--- What is being asked ---
Each line below must be reproduced exactly, though the pictures are to be dropped.

# # # # #

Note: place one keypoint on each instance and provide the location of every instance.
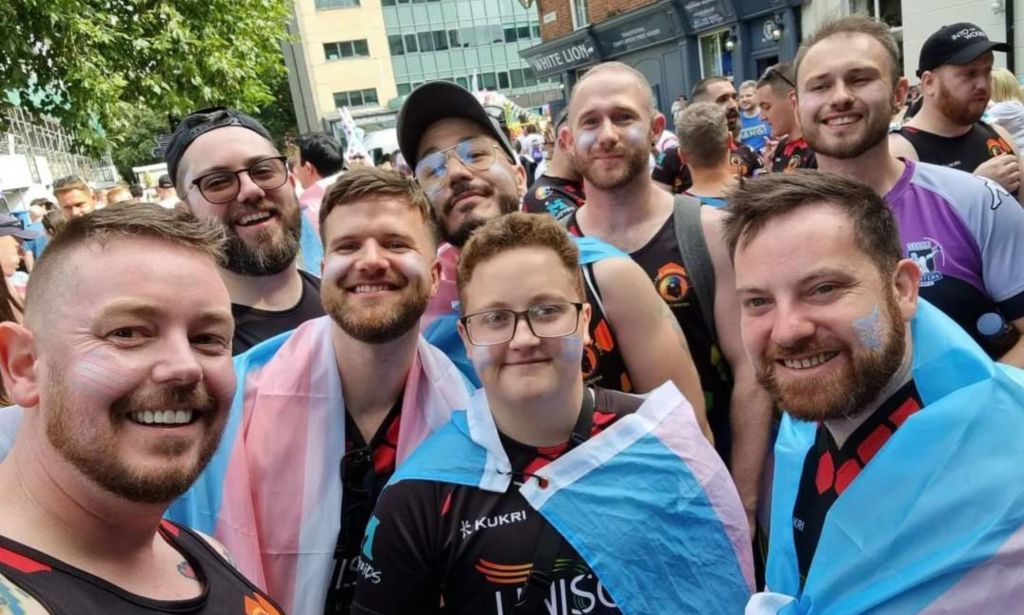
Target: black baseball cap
(957, 44)
(438, 100)
(200, 123)
(10, 225)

# # # # #

--- Written answer ---
Note: place one keypoint on each instance and provide the location of every instance.
Target: black baseball cap
(957, 44)
(438, 100)
(200, 123)
(10, 225)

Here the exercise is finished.